■ **Exercise requirements**: Scan the records for the string "below"; copy each line where it occurs.
+++
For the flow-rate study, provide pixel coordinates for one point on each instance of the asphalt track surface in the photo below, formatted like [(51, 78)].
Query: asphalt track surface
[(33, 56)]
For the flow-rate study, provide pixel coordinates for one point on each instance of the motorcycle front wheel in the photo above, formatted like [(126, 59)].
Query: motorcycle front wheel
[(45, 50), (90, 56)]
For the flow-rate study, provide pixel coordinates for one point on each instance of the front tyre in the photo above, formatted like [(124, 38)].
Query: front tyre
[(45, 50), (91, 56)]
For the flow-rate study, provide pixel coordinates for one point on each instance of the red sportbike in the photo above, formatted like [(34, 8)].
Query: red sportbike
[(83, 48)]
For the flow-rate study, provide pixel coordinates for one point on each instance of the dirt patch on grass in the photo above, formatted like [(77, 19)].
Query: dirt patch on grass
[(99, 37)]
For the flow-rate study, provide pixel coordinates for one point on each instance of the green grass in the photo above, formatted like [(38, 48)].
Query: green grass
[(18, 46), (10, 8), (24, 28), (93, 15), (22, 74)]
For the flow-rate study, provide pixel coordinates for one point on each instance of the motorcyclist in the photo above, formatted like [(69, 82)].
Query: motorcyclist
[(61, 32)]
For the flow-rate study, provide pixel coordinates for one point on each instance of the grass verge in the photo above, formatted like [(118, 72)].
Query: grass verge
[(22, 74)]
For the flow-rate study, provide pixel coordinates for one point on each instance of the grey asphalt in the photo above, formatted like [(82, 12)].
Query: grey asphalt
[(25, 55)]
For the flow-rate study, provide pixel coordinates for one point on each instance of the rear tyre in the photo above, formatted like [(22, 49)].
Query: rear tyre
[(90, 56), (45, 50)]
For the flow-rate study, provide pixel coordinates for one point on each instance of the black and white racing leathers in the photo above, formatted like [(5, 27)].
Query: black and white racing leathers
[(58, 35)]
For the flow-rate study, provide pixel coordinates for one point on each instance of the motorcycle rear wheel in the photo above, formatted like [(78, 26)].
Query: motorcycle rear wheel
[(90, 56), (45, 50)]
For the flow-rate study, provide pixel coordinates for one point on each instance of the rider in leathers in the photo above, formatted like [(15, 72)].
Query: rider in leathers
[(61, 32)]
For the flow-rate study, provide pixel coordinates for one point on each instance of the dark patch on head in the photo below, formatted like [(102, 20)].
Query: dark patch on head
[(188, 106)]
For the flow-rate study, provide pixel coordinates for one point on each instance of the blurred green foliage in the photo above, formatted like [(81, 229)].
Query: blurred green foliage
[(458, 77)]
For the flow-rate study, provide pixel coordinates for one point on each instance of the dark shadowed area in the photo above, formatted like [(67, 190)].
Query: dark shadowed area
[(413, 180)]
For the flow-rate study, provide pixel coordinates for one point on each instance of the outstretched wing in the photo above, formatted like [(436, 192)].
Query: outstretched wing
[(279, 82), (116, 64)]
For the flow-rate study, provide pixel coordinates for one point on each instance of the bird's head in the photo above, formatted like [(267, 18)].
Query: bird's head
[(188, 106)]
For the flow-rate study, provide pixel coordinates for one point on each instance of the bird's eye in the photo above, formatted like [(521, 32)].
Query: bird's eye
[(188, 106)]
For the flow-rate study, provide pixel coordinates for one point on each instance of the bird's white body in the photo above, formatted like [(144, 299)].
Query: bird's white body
+++
■ **Output of the exercise**:
For the flow-rate study, provide pixel coordinates for one point on each instance of the asphalt track surface in the photo below, formatted like [(51, 78)].
For the flow-rate study, provide pixel coordinates for one point on each instance of the dark patch on head in the photo below, formatted like [(102, 20)].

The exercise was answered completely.